◆ Records to process
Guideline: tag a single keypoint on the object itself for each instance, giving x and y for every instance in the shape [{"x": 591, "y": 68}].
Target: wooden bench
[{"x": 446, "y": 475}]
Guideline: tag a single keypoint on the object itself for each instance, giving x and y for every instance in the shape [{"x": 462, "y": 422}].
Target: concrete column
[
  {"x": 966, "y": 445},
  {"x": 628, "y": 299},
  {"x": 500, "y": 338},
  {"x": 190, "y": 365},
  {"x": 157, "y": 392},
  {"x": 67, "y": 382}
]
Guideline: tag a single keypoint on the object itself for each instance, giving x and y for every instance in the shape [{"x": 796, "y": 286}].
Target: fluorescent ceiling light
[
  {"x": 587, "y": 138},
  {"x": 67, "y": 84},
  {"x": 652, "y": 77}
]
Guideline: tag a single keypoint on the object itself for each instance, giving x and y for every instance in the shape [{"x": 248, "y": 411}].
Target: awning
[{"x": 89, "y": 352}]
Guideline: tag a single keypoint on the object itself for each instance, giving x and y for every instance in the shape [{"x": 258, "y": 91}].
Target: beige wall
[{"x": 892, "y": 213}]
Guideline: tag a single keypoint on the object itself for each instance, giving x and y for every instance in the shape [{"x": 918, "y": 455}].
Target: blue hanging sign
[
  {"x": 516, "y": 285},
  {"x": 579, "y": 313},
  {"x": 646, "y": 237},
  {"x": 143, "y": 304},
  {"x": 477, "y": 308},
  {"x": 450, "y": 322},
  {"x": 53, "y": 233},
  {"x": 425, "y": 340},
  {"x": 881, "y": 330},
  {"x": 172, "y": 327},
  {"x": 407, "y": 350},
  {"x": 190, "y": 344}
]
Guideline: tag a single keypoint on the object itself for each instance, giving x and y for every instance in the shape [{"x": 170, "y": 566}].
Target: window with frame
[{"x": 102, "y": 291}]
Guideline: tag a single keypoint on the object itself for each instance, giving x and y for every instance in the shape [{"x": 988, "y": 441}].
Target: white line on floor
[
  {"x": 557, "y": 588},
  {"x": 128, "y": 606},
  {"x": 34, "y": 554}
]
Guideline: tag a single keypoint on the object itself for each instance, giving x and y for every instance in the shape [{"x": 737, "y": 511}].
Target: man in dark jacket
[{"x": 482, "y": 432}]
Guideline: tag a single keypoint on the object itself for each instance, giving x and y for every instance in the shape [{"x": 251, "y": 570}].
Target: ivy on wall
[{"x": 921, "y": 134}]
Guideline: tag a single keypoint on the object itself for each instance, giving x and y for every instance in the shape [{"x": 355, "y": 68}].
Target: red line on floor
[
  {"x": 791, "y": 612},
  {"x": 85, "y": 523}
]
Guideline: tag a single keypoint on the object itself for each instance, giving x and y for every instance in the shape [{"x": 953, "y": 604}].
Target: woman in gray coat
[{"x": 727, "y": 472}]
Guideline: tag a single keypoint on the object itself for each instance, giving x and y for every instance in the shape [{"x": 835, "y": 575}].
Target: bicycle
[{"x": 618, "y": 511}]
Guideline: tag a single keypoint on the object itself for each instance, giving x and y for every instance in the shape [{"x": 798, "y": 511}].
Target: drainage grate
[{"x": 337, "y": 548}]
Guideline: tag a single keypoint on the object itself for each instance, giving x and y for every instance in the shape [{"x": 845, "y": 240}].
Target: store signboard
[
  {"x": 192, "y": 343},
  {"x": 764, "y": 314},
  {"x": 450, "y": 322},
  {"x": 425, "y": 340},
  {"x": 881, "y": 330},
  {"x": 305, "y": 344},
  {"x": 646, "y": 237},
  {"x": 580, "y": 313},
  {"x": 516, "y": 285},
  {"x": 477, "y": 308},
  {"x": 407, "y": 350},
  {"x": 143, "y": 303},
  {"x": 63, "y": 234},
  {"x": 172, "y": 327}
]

◆ Aim of the exercise
Extract every line of the records above that contains the string "floor". Letter case must match.

◆ Written solution
Target: white line on floor
Target: red line on floor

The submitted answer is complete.